Despite minority objection in one case, FWC rules policies on antisocial behaviour and safety fail to preclude unfairness defence

 

Company policies relating to employee work practices and interpersonal relations are coming adrift in the Fair Work Commission (FWC), with cases involving transport and logistics giant Toll to the fore.

Toll has been ordered to reinstate two workers sacked for contravening anti-social and safety regulations, with the FWC full bench making a distinction on the weight it puts on workplace racist talk in a separate but linked ruling involving a BHP Billiton subsidiary’s case on Friday.

BHP-owned Mt Arthur Coal was ordered to reinstate a dump-truck driver, with his racist and homophobic remarks on a mine’s open radio deemed less offensive because they were general than those of a Toll worker who had harassed specifically a fellow worker of Afghan origin.

As it happened, both men gained reinstatement orders but for different reasons.

◆ WHAT YOU NEED TO DO
[1] Summarize the article on the Fair Work Commission reinstatement rulings in two sentences.
[2] Please list every company or other organization named in the article on the Fair Work Commission reinstatement rulings.
[3] Extend the article on the Fair Work Commission reinstatement rulings, picking up after its last sentence.
The data that follows is not needed.

◆ Collected data
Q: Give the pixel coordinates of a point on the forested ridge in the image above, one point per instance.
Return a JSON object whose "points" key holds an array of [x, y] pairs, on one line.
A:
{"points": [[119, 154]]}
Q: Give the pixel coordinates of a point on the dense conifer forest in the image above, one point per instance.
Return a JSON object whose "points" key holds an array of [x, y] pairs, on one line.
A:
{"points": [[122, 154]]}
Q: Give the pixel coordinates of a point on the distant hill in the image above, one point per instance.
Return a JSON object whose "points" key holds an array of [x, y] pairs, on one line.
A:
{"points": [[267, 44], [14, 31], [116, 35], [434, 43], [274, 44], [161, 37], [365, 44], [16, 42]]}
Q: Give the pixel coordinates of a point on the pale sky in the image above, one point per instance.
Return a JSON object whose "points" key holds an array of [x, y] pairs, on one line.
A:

◆ ANSWERS TO THE PROBLEMS
[1] The Fair Work Commission ordered Toll to reinstate two workers dismissed for breaching anti-social and safety rules, as company policies on work practices and interpersonal relations came adrift there. In a separate but linked ruling, BHP-owned Mt Arthur Coal was ordered to reinstate a dump-truck driver whose racist and homophobic remarks on a mine's open radio were deemed less offensive, because they were general, than a Toll worker's harassment of a fellow worker of Afghan origin.

[2]
- Fair Work Commission (FWC)
- Toll
- BHP Billiton
- Mt Arthur Coal

[3]
In the case Joseph Johnpulle v Toll Holdings Ltd, the FWC had found the Toll warehouse worker was being treated harshly because, though his “conduct was characterised as intended to ‘harass, vilify and victimise’, and was found to constitute a valid reason for dismissal”, it was considered harsh “because of the personal consequences of the dismissal and the severity of the punishment given the absence of any sanctions for the earlier instances of his conduct”, the Mt Arthur Coal finding reads.

In that appeal case, a Toll request that it be heard by the full bench having been rejected, Commissioner Michelle Bissett appeared to put the onus on the company to deal with workers’ antisocial attitudes and actions and to do it in a consistent way.

“It is my strong view that appropriate formal disciplinary action should have been taken against Mr Johnpulle in the past so that he was fully aware that his conduct, should it persist, would not be tolerated,” Bissett’s March ruling reads.

“But, by its actions, Toll has not provided such an indication. While its Code may be clear on what is tolerable, this is undermined if such behaviour continues to be tolerated by inaction or mild rebuke.

“Cultural and ethnic awareness however are not things that happen by the writing of policies, that ruling reads.

“It is through training and raising and discussion of issues that knowledge is gained, understanding is reached and tolerance found.”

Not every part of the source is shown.